▸ Items from a data source:
----------
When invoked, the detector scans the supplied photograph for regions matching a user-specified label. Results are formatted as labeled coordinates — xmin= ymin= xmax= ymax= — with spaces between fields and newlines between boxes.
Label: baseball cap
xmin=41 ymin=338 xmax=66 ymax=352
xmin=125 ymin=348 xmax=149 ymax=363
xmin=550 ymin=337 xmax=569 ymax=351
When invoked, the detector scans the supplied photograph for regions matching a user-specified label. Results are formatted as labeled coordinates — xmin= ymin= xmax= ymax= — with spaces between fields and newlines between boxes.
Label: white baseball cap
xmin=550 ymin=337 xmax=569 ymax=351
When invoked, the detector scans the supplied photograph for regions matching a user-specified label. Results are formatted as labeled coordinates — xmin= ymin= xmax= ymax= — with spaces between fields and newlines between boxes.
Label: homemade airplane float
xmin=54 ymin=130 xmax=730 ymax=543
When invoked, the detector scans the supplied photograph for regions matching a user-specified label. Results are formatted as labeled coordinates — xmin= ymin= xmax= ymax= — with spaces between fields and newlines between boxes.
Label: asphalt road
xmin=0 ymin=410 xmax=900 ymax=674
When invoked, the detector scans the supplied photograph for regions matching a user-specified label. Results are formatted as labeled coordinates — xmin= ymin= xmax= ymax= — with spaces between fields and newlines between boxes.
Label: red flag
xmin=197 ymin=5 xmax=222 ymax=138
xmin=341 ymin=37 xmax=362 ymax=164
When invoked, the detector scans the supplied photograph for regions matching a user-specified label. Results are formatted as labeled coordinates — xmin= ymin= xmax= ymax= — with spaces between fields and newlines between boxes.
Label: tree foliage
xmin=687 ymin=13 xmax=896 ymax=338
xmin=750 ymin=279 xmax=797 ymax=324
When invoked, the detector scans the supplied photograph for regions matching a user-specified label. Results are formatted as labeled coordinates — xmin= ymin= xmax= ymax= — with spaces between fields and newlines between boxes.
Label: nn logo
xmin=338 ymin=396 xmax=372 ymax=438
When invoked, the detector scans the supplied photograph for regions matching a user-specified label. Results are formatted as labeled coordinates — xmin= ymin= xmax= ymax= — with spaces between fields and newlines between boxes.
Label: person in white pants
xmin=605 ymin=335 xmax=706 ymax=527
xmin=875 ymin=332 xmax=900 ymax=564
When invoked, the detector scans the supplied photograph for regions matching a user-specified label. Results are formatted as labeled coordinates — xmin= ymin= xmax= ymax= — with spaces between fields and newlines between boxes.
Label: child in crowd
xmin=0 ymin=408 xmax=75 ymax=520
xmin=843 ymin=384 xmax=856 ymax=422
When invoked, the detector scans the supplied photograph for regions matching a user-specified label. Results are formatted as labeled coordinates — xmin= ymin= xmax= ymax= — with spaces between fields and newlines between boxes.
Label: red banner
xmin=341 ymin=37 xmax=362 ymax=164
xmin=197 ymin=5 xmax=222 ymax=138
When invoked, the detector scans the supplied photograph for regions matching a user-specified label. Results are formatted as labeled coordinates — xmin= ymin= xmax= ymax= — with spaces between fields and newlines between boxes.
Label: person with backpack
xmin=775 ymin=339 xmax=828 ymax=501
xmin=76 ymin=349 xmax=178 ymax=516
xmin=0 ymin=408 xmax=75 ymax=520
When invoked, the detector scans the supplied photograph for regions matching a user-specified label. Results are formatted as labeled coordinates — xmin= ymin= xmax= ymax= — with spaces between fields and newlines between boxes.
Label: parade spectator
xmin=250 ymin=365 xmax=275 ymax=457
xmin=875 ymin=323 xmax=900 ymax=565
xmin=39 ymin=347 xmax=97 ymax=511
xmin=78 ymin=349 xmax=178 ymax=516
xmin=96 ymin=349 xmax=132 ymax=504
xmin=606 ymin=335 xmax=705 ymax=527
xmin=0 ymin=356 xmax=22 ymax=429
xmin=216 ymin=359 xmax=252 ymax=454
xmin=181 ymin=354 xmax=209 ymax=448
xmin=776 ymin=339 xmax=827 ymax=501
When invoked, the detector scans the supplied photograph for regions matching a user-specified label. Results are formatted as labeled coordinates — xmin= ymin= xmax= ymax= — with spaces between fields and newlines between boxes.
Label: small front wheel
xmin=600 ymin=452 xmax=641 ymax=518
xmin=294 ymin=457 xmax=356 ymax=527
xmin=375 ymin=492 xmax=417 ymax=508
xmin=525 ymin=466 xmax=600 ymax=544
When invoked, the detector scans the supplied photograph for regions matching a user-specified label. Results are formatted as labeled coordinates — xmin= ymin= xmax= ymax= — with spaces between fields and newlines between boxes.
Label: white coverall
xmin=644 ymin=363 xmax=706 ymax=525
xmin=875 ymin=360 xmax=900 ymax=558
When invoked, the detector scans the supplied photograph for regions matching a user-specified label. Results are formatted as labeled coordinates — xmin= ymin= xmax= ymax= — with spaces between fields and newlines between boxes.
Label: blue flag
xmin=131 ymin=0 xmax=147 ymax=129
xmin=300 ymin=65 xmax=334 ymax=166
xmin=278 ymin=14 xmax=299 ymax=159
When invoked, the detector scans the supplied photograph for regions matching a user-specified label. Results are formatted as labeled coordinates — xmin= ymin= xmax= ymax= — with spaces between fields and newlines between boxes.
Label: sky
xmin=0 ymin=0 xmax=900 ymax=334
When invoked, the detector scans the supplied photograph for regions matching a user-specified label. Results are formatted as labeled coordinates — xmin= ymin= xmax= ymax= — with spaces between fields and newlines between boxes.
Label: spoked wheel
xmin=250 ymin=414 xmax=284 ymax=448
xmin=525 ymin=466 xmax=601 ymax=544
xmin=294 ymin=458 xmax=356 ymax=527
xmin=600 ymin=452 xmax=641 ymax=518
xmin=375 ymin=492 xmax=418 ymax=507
----------
Copy out word for word the stretch from the start of the records through the line containing "Label: baseball cap", including that line.

▸ PROBLEM SOLUTION:
When invoked, the detector scans the supplied photograph for regions matching a user-specified label. Results are formatted as labeled coordinates — xmin= ymin= xmax= ymax= — with spaces between fields and newlines between boxes.
Label: baseball cap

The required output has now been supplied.